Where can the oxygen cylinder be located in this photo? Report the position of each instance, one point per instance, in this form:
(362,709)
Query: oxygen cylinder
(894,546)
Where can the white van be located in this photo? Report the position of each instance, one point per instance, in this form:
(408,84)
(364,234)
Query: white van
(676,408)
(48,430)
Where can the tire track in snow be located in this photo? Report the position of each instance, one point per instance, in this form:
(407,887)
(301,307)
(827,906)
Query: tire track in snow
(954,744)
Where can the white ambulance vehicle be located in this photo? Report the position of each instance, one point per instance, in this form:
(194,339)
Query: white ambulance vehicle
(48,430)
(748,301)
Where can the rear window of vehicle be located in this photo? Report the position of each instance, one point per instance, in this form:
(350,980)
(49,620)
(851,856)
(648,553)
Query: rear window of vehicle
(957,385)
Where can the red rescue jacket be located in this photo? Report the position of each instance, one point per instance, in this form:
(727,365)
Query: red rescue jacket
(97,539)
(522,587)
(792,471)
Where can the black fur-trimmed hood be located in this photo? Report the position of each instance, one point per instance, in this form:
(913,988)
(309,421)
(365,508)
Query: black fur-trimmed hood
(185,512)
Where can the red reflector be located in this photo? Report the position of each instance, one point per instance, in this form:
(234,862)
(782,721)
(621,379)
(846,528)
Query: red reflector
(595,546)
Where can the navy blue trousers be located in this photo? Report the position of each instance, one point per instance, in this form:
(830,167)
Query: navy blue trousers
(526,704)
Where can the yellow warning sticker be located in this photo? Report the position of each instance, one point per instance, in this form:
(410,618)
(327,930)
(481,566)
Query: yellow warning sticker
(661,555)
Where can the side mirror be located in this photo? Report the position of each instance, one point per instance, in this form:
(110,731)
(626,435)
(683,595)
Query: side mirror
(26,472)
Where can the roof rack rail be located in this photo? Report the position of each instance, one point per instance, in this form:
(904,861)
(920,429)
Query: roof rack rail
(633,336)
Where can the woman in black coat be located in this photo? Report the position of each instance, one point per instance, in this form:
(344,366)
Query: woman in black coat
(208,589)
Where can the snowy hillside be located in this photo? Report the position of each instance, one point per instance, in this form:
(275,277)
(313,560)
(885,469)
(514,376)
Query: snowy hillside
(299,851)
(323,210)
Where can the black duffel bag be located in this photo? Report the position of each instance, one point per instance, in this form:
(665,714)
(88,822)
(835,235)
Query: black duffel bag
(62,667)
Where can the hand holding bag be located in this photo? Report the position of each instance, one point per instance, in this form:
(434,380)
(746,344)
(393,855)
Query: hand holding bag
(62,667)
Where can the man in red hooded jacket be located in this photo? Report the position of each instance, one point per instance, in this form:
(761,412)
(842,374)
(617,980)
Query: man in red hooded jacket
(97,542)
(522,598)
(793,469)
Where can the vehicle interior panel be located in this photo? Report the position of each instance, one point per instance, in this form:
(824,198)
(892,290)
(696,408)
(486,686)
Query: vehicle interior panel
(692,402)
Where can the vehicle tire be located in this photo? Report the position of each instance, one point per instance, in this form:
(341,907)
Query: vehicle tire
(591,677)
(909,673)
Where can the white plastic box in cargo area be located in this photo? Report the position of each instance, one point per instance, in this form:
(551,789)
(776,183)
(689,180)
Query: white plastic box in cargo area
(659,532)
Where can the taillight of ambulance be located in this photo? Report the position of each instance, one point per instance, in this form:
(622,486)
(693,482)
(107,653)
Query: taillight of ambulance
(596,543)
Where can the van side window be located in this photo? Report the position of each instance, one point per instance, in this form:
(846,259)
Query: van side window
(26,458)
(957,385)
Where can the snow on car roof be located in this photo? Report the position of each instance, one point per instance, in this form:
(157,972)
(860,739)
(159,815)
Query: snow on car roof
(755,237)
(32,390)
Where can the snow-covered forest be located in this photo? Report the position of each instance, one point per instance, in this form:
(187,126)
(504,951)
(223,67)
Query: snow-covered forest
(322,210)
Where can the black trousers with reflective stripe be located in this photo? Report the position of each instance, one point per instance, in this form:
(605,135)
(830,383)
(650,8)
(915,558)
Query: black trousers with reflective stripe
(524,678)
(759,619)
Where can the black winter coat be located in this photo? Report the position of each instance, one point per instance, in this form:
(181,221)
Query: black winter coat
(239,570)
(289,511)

________________________

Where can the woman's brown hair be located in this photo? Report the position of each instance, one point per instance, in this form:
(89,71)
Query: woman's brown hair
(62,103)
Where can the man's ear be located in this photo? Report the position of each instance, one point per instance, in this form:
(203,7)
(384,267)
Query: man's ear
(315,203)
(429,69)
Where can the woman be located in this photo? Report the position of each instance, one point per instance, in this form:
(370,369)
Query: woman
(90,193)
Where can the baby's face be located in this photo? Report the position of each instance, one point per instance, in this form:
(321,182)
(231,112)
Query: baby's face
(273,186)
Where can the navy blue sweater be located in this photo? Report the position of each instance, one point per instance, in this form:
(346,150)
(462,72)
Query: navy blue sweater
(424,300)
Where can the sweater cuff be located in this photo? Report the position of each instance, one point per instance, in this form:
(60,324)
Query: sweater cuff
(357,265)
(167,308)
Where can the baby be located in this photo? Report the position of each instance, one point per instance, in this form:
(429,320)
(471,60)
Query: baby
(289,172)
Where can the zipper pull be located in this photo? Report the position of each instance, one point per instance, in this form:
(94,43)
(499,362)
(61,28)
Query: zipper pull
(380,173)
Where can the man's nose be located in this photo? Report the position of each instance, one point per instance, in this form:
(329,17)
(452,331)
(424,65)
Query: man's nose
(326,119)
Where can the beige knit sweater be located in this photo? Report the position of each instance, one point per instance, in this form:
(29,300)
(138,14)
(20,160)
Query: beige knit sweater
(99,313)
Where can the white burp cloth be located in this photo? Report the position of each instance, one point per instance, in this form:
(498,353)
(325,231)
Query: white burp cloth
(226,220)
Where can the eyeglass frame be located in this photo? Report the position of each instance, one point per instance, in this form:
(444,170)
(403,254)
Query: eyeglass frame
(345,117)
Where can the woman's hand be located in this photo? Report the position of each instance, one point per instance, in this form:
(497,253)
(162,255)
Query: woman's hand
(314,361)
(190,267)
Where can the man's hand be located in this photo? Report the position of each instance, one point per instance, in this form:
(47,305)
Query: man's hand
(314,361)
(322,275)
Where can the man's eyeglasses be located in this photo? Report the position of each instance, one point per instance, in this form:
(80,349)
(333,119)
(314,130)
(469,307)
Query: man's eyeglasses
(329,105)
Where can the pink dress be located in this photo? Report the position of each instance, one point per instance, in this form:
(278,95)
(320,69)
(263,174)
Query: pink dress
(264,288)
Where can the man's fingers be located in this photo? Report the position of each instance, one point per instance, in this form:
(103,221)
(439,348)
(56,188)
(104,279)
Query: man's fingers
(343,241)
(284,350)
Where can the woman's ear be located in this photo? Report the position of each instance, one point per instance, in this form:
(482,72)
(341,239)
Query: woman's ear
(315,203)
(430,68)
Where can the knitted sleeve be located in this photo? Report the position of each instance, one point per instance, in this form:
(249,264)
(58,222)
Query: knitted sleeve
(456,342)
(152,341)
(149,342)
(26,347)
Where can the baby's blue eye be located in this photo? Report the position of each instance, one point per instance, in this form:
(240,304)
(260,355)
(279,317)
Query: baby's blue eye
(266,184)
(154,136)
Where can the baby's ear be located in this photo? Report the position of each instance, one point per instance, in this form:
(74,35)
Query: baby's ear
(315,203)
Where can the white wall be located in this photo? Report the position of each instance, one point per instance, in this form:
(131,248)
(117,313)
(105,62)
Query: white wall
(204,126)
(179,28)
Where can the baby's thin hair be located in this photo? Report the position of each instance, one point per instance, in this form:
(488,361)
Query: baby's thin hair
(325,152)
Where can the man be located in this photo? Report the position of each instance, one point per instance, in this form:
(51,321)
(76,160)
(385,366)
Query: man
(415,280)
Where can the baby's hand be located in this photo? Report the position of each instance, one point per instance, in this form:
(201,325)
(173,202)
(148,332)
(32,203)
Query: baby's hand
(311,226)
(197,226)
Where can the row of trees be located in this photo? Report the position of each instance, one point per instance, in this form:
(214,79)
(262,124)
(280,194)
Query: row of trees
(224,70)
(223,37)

________________________

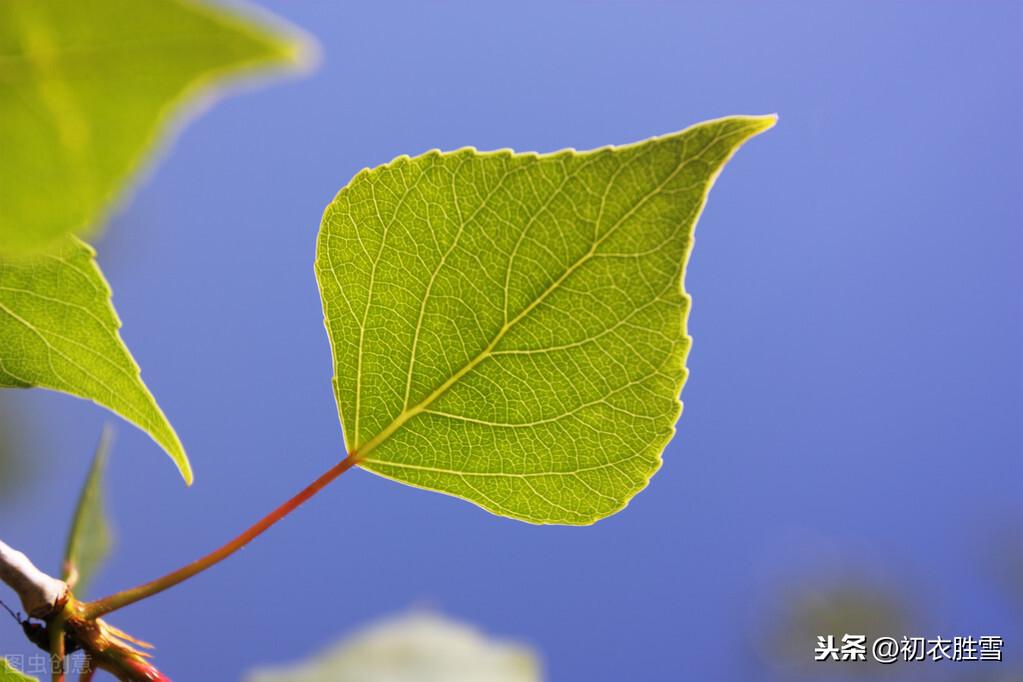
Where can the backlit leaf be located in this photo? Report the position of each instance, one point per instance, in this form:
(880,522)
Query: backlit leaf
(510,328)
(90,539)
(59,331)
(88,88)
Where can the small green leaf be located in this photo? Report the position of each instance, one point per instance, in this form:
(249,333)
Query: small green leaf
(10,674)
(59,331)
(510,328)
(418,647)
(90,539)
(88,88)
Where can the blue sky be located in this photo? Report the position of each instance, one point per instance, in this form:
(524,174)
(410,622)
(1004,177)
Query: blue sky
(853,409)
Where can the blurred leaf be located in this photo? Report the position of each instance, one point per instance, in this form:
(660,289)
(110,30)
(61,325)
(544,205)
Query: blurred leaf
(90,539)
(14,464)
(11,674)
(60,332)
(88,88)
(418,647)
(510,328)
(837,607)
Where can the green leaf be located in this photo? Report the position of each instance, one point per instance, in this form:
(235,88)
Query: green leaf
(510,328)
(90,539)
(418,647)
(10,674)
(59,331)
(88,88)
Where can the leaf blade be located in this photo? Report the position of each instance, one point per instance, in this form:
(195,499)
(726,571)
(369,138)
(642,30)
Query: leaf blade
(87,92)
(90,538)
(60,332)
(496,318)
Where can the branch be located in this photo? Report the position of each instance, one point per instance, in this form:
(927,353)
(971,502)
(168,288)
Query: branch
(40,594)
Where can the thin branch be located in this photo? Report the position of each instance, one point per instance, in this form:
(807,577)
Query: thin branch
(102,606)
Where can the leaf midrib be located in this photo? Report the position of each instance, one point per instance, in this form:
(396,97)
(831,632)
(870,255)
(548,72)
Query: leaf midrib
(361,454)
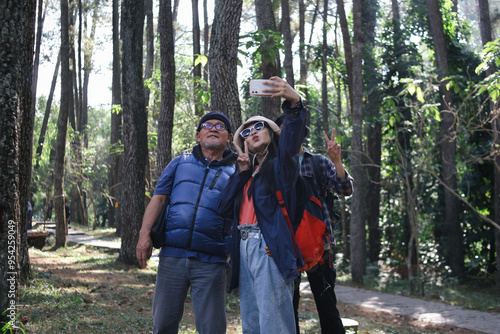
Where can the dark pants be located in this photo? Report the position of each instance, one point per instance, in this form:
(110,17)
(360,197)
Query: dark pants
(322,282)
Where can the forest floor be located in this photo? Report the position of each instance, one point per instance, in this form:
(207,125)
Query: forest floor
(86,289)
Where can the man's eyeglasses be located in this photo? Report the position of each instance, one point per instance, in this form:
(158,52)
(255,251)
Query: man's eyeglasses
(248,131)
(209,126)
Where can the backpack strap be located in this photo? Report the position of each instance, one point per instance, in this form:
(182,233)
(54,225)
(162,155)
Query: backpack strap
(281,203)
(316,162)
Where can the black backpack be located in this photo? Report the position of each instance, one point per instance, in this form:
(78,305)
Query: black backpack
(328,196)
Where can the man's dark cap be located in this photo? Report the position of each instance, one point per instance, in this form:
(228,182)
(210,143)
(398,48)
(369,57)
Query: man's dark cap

________________________

- Problem requirements -
Copy out the lines from the one containing "Where can the leaf midrib" through the one containing "Query: man's dark cap", both included, with the requests kept and every answer coordinate multiplied by 2.15 and rounded to a whole number, halves rounded up. Leave the numbers in the requests and their sample points unchanged, and omit the pictures.

- Answer to the problem -
Where can the leaf midrib be located in this photo? Report the position of each instance, one point per instance, in this form:
(396,97)
(831,632)
(870,255)
(548,72)
Query: leaf midrib
(776,976)
Where can the dark pants be located in this photo? Report the position of each instance, one point per instance, in this form:
(110,17)
(360,197)
Query: dark pants
(692,606)
Where can the forest floor be located in this photo? Report the position of each instance, one point per instance, in this form:
(207,125)
Query: forest floor
(185,621)
Where can the man's eyeglasses be located in this photo? Report the position of each instance, one point per instance, in this form:
(158,52)
(255,251)
Query: man's eyeglasses
(533,282)
(449,271)
Where can the backpack strap be located in this photo? Report the position of each instance, one point per instance, in this form:
(182,233)
(54,225)
(162,155)
Query: backpack strap
(604,436)
(679,348)
Where can the black backpack be located in this photo? Report the position of each instance, one point per instance, in this form:
(78,305)
Query: black backpack
(705,421)
Where can the man's dark cap be located in this photo? Report the position of each instance, one point per instance, in this form:
(228,182)
(210,143)
(398,48)
(369,57)
Query: man's dark cap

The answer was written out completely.